Teresa Bernabé (born 29 August 1983 in Madrid, Spain), better known as Tibi & her cello, is a Spanish cellist and singer-songwriter who combines voice and cello.

Biography
Bernabé began playing cello when she was 9 years old, and graduated as a cello teacher from the Professional Conservatory of Music "Angel Arias Maceín" in Madrid. Afterward she studied Musical Education in Madrid until 2006, when she moved to the United Kingdom due to a grant from AIE ("Sociedad de Artistas Interpretes o Ejecutantes de España") to study at The Liverpool Institute for Performing Arts in Liverpool.

Career
Bernabé began her musical career in 2002 as a classical cellist, playing in orchestras in Madrid and France, until she decided to experiment in the world of modern music.  She began working with Spanish bands such as Zahara, Alex Ferreira, Georgina, Richter, Martin Page, and Emerge.

SHORT TASK A :: Render everything in the records from the line containing "# test: pin the man's left" down to the line containing "point(508, 462)" as a numbered list, leaving out any blank lines.
The text and the records come from separate, unrelated sources.

(Collected data)
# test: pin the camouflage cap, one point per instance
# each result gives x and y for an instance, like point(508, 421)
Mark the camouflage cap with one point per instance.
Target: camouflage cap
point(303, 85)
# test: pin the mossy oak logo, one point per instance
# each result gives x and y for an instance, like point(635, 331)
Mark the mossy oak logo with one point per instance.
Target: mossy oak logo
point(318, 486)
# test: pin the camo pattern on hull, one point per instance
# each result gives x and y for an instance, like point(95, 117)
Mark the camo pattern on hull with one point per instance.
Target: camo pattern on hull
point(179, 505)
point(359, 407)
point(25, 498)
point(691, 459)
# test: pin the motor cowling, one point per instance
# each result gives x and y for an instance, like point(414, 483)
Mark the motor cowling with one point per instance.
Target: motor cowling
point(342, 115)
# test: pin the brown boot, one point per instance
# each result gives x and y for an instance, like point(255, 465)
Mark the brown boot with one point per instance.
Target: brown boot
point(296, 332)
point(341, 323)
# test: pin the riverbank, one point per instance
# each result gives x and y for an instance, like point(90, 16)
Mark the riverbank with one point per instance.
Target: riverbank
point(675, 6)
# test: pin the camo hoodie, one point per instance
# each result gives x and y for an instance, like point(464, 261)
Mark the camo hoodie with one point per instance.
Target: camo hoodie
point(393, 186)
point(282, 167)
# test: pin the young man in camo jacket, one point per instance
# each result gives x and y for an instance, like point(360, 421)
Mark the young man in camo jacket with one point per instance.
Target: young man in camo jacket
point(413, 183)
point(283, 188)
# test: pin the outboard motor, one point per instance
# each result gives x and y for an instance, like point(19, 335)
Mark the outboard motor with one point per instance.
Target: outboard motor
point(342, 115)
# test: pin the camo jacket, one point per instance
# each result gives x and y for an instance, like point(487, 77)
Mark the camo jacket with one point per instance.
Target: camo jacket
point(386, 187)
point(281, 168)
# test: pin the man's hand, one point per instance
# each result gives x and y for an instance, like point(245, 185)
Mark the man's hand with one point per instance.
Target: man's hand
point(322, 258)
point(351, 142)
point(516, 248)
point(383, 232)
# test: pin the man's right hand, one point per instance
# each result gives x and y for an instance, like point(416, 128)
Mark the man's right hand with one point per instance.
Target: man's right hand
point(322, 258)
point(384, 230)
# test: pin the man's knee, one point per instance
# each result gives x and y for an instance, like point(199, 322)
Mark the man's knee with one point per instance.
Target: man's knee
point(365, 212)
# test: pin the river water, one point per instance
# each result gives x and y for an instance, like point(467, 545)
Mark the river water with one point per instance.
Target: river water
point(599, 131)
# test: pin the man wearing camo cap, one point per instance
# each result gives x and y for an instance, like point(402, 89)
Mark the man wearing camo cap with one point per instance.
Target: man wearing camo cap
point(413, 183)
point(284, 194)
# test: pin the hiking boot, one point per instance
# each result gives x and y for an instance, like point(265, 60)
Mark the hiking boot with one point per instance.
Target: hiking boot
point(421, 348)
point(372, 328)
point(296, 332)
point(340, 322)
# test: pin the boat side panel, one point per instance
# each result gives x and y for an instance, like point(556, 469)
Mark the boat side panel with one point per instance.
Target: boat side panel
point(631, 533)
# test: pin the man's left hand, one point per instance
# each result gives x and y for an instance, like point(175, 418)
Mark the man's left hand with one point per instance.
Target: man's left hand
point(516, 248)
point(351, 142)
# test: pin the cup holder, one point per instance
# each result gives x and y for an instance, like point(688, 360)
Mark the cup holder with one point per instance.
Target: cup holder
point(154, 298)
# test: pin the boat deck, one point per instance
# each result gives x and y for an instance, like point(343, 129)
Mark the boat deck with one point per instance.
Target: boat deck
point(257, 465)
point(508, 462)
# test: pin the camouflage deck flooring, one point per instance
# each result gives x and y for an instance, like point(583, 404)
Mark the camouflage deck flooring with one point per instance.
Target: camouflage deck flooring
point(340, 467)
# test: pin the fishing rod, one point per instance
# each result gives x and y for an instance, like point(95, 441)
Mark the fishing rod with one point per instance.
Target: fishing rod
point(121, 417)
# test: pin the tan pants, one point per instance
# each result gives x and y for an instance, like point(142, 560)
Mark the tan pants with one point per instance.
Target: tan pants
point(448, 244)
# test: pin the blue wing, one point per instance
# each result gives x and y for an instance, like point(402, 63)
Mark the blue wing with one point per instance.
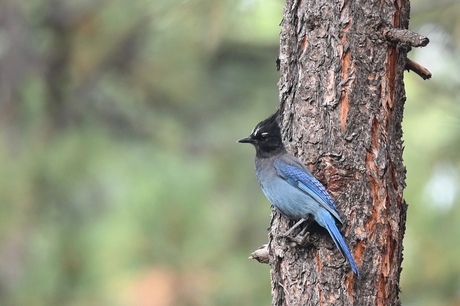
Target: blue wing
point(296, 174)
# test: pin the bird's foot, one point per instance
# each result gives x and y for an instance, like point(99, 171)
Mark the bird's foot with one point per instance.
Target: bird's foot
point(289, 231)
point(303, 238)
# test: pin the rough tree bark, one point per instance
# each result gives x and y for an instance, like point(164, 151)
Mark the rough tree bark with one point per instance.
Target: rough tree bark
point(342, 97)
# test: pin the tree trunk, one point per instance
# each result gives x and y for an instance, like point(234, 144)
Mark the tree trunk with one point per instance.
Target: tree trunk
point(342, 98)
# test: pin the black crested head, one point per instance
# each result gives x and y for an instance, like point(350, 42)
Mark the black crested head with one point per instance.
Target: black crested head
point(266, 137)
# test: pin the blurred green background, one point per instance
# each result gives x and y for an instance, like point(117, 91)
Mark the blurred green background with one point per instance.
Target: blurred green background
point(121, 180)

==

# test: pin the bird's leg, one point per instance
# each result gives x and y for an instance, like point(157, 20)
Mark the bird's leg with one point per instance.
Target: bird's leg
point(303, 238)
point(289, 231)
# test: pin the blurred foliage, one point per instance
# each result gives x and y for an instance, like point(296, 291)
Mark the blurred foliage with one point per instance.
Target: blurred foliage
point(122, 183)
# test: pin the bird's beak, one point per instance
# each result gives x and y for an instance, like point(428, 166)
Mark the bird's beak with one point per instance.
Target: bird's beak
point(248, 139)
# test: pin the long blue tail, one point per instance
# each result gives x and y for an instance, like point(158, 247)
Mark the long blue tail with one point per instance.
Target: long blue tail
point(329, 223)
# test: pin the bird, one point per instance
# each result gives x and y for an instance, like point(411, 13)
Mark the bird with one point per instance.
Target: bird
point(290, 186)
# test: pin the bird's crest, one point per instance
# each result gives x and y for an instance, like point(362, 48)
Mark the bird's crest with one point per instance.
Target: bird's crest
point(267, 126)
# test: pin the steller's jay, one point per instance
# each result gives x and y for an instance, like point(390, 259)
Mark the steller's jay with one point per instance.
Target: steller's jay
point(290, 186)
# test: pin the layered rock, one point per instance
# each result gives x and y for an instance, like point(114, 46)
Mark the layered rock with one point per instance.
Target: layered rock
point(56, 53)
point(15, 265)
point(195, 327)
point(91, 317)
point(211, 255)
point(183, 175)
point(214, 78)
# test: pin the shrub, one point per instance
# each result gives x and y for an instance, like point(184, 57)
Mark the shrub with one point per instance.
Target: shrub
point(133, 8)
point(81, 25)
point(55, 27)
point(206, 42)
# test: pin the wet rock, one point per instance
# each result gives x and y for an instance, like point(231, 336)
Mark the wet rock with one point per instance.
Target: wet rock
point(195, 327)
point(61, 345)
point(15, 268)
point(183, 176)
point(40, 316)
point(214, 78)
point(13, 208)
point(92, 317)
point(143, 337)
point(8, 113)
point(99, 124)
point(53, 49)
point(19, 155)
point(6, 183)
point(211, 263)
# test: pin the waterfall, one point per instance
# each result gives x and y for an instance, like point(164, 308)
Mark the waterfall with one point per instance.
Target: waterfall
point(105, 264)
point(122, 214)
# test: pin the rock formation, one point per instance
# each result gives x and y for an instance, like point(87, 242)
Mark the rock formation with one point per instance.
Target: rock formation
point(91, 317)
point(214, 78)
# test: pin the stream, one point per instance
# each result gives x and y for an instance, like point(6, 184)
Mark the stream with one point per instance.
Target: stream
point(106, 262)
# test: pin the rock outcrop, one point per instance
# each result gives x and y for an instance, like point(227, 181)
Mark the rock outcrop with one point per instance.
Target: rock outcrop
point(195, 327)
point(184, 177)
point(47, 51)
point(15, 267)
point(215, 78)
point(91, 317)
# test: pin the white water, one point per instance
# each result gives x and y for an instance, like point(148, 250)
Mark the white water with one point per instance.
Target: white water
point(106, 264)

SHORT TASK B :: According to the biography, at what age did Teresa Bernabé begin playing the cello?

TASK SOLUTION A ::
1. # test: pin the man's left hand, one point per instance
2. # each result gives x and y for an instance, like point(175, 418)
3. Mark the man's left hand with one point per instance.
4. Target: man's left hand
5. point(516, 248)
6. point(351, 142)
7. # test: pin the cup holder, one point per instance
8. # each result gives x and y for an instance, like point(688, 360)
9. Mark the cup holder with one point per instance.
10. Target: cup holder
11. point(154, 298)
12. # test: pin the boat deck, one point per instance
13. # each result gives x and y for an instance, like point(343, 129)
14. Mark the boat deck with one point per instance.
15. Target: boat deck
16. point(257, 465)
17. point(508, 462)

TASK SOLUTION B :: At 9 years old.